読解用の記事:
「NIE実践例」各校に 推進協、福島県教委へ報告書贈る

 
大沼教育長(中央)に報告書を手渡す村越前代表幹事(右)と鎌田代表幹事

 教育現場で新聞を活用する「NIE(教育に新聞を)」で、県内の地方紙や全国紙などでつくる県NIE推進協議会は14日、昨年度のNIE実践指定校12校の取り組みをまとめた報告書を県教委に贈った。

 報告書には各校の新聞活用の狙いや、成果などを掲載した。関心のある記事を使ってニュースに関する考えや感想をまとめる活動や、給食の時間に全校生に向けた放送で気になる新聞記事を紹介する活動などを紹介している。

 村越輝章前代表幹事(福島民友新聞社取締役販売局長)、鎌田喜之代表幹事(福島民報社取締役販売担当)らが県庁を訪ね、大沼博文教育長に報告書を手渡した。鎌田氏は「新聞を活用してさまざまな視点での考え方やまとめる力を付けてほしい」とあいさつした。大沼教育長は「複数の紙面を読み比べて多様な意見を理解することが、自分の考えを持って言葉で表現することに大きな役割を果たしていると思う」と述べた。

 協議会は820冊の報告書を作製し、県内の小、中学、高校などに配布する。

 大沼博文教育長「国語力の向上に効果」

 福島民友新聞社をはじめ県内の地方紙や全国紙などでつくる県NIE推進協議会の取材に対し、大沼博文教育長は「新聞などの文章を読むことが子どもの学力を高めている」と話し、今後も教育現場での新聞活用を推進する考えを示した。

問題 1: 以下の記録全体を、一字一句変えずにそのまま繰り返してください。
記事と記録は、それぞれ別の出典から取られています。

提供された記録:

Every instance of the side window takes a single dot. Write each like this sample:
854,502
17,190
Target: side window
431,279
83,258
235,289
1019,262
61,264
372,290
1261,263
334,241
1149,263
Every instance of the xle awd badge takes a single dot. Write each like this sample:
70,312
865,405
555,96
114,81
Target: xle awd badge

問題 2: 上の記事を「村越輝章前代表幹事(福島民友」から始めて「大沼博文教育長「国語力の向上に効果」」まで改めて書き出し、その中の「県庁」を「県教委」に入れ替えてください。

正しい解答 1:
Every instance of the side window takes a single dot. Write each like this sample:
854,502
17,190
Target: side window
431,279
83,258
235,289
1019,262
61,264
372,290
1261,263
334,241
1149,263
Every instance of the xle awd badge takes a single dot. Write each like this sample:
70,312
865,405
555,96
114,81
Target: xle awd badge

正しい解答 2:
村越輝章前代表幹事(福島民友新聞社取締役販売局長)、鎌田喜之代表幹事(福島民報社取締役販売担当)らが県教委を訪ね、大沼博文教育長に報告書を手渡した。鎌田氏は「新聞を活用してさまざまな視点での考え方やまとめる力を付けてほしい」とあいさつした。大沼教育長は「複数の紙面を読み比べて多様な意見を理解することが、自分の考えを持って言葉で表現することに大きな役割を果たしていると思う」と述べた。

 協議会は820冊の報告書を作製し、県内の小、中学、高校などに配布する。

 大沼博文教育長「国語力の向上に効果」